My Deepest Passion by Ricky

Forward: I wrote this memory in response to the topic “My Deepest Passions” while I was visiting my brother at South Lake Tahoe in the summer of 2011. He was a terminal cancer patient. I emailed it to our story group leader who read it to the group.

          Prior
to these past weeks my deepest passions were reserved for politics and undoing
the damages done to America since the passage of the Sixteenth and Seventeenth Amendments.  At this point in my life,
having lived at South Lake Tahoe these past several weeks, my deepest passion
is for my youthful memories of my life at the lake.  Perhaps you can tell from the four postcards
you should be viewing today and over the next two weeks, if Phillip and Stephen
keep bringing them, as I asked them to share the photos with you all.

          This
morning around 8:30AM, I arrived at Emerald Bay and spent the next 2 hours
taking some photos (none as nice as the post card photos) and reliving my
memories from when I was 10-years old living at the bay and serving as the deckhand on my parent’s 38-foot cabin cruiser tour boat; the Skipalong.  I walked the very short trail to the top of
Eagle Falls (photo op) and then down the steep1-mile trail to Vikingsholm
(photo op) and an additional 3/10 mile trail to the bottom of the falls for
another photo op.  After all that, I
walked the same 1-mile trail back to the parking lot.  The uphill trek seemed like 3 miles instead
of the actual one mile.  I had to take
baby steps to make it in reasonable time and to keep my heart from pounding. 
          I
was surprised at how strong the feelings of regret, past happiness, and longing
that filled me.  Regret for not returning
and staying after my first enlistment in the military; past happiness over the
memories of a 10-year old; and longing for the intervening lost years of
residency.  I visited all the homes I
lived at while I did live at Lake Tahoe (all three of them).  The last one is vacant and amazingly the
entire side of the block my home was on is still exactly as it was when I
left.  It is like living in Central Park
in New York City as the house is the only one on the block and is all open in a few places and wooded in the
remaining).
          Memories
of elementary and high school; working at the county campground; my boy scout
troop activities and campouts; my original desire to be buried in the top of
the mountains to the south at Star Lake; and the time a few of us uninvited scouts went to Idaho
and “crashed” the Boy Scouts’ World Jamboree, are just a few of the memories
that resurfaced.
          The
result of all this is that I really don’t want to return to Lakewood, but I will when my business with my
brother is completed.
I wish you all a great life and lots of creativity in writing or telling your stories. – Ricky

My parent’s tour boat.
Vikingsholm, Emerald Bay, Lake Tahoe, CA
Eagle Falls, Emerald Bay, Lake Tahoe, CA

My first home at South Lake Tahoe on Lapham Street.
My second home at South Lake Tahoe on Birch Street.

My last home at South Lake Tahoe on Red Lake Road.

© 29 August 2011

About the Author

Emerald Bay, Lake Tahoe, CA

Ricky was born in 1948 in downtown Los Angeles.  He lived first in Lawndale and then in Redondo Beach both suburbs of LA.  Just days prior to turning 8 years old, he was sent to live with his grandparents on their farm in Isanti County, Minnesota for two years while his parents obtained a divorce (unknown to him).

When reunited with his mother and new stepfather, he lived one summer at Emerald Bay and then at South Lake Tahoe, graduating from South Tahoe High School in 1966.  After three tours of duty with the Air Force, he moved to Denver, Colorado where he lived with his wife of 27 years and their four children.  His wife passed away from complications of breast cancer four days after 9-11.

He came out as a gay man in the summer of 2010.  He says, “I find writing these memories to be very therapeutic.”

Ricky’s story blog is “TheTahoeBoy.blogspot.com”.

**Records:**

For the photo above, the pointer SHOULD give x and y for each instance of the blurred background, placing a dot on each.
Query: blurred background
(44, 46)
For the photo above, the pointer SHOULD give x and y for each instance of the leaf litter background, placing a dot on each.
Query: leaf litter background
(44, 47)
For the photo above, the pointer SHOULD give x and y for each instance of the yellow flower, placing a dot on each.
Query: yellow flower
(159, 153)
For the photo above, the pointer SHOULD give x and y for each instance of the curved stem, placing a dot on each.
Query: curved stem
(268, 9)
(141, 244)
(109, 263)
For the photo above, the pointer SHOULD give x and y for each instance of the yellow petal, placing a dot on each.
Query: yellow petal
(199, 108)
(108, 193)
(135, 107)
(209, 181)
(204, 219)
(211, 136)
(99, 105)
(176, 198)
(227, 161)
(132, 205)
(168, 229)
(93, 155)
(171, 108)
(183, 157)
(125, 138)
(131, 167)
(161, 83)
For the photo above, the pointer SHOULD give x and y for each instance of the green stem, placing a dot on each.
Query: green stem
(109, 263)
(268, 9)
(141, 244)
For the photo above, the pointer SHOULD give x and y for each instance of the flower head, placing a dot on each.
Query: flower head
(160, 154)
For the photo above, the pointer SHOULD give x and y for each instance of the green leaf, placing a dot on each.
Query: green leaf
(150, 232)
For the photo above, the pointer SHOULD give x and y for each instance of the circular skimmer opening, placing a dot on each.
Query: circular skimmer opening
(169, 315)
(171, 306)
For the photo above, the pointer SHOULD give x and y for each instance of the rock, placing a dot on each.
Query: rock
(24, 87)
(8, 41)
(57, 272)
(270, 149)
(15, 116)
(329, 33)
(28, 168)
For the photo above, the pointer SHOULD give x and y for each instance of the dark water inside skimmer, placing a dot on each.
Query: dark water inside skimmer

**Requirement:**
Give the name of the tour boat on which Ricky served as a deckhand at age 10, according to the Lake Tahoe memoir above.

**Answer section:**
The Skipalong.